= What you will do =
Images do not belong in the copy. Retype all the entries below exactly.

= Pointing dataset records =
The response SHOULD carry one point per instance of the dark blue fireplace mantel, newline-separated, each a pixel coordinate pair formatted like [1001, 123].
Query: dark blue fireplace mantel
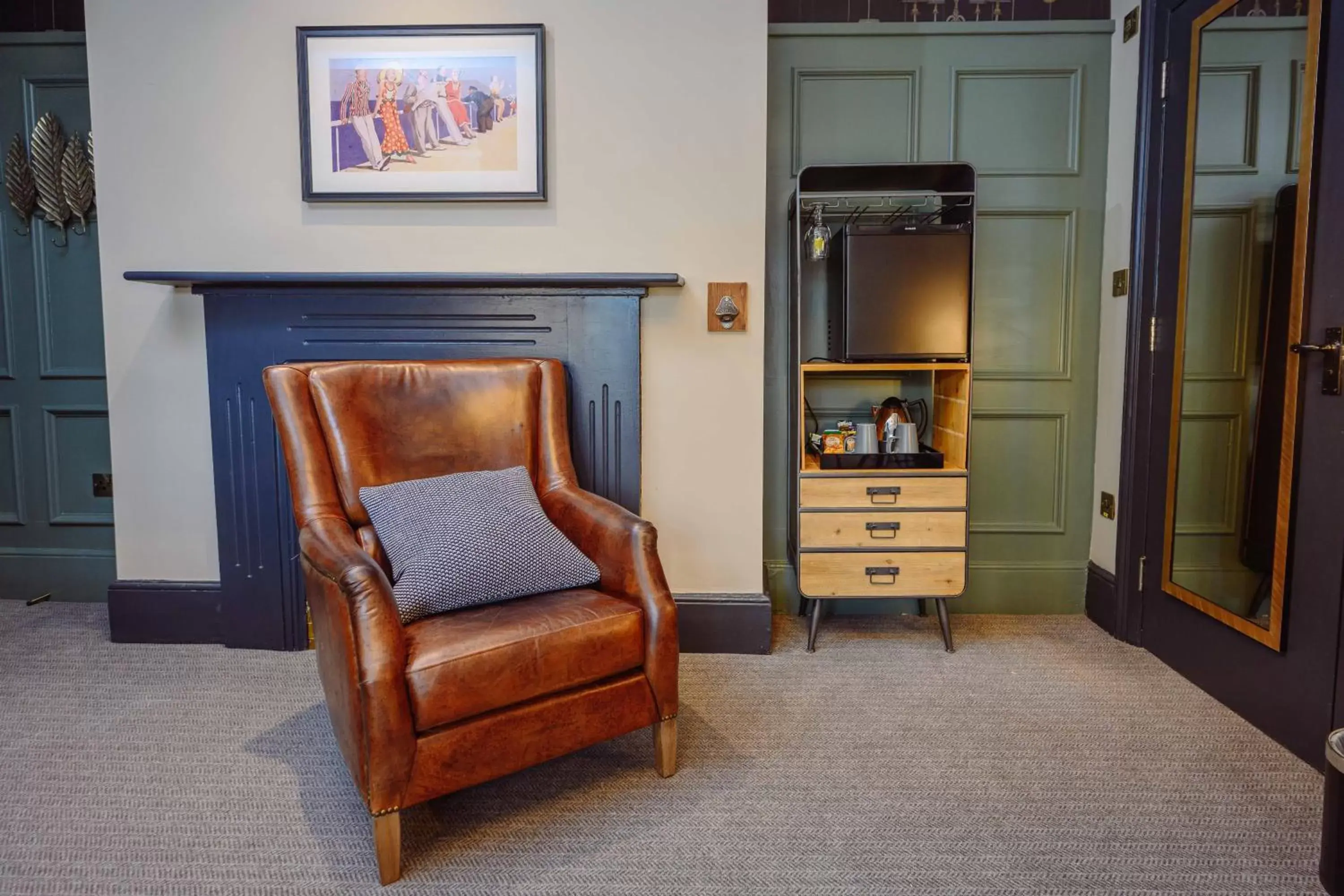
[589, 322]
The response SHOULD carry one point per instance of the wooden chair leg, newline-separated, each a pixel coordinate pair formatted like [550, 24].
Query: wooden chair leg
[664, 747]
[388, 845]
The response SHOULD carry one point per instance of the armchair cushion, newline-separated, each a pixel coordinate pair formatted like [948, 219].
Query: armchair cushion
[471, 538]
[471, 661]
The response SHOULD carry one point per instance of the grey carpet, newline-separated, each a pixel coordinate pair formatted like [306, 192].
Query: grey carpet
[1041, 758]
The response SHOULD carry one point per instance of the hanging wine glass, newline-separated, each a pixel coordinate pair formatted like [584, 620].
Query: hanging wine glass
[818, 237]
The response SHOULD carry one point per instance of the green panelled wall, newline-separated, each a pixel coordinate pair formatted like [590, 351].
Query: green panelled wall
[56, 534]
[1029, 107]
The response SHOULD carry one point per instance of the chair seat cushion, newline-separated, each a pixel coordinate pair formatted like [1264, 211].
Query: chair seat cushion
[465, 539]
[471, 661]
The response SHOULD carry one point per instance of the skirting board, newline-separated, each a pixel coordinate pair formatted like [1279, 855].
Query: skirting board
[1100, 598]
[724, 622]
[144, 612]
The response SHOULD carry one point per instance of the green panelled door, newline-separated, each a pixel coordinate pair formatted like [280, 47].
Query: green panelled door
[1029, 108]
[56, 534]
[1246, 150]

= Solution for this task =
The response SHOULD carry one point per instance of the dark blue fireplace mantel, newline-separated, each a pixel coordinate pair formatted like [1001, 123].
Query: dark blue fireplace mantel
[589, 322]
The response SHOULD carry one point per instance of the wooden chair leg, newline-separated, each a pixel coordinate pair formatted like [550, 24].
Query: wooden chair leg
[664, 747]
[388, 845]
The response SHOULD carry one point per instance of the armchair cushion, newline-separated, each a pixel coordinate pair formatted like [948, 219].
Query: armchair cushion
[471, 538]
[471, 661]
The response SHOULD carry one point per instance of the grey carpet, newline-separated, each a pixel coordinate pair formatted like [306, 192].
Query: grey carpet
[1041, 758]
The response SHOULD carry one point per instance of the hanging wine glass, newline-separated, each a pixel coordinate pair formatted like [584, 620].
Query: hanging wine glass
[818, 237]
The response SHOULD carry one point per instance of the green panelled wall, newline-separated, each a pixel coordinate pair formatted like [590, 351].
Query: green panelled wall
[56, 534]
[1029, 107]
The response SHOULD carry one point per instance of the chair seat cushion, newline-separated, each a pixel coordinate pair formatted like [1264, 211].
Query: chair seat cushion
[465, 539]
[471, 661]
The response SHOULD carry one point per instance of the skirting board, newline-separated, each a pixel coordinate pair formatted like [1279, 855].
Query: skirting board
[1100, 598]
[724, 622]
[144, 612]
The response SHOULD carry one point per instance of the green panelled door, newline-separated, each a pixel coordinate pair formatted like [280, 47].
Query: green panelled door
[1029, 108]
[56, 534]
[1246, 150]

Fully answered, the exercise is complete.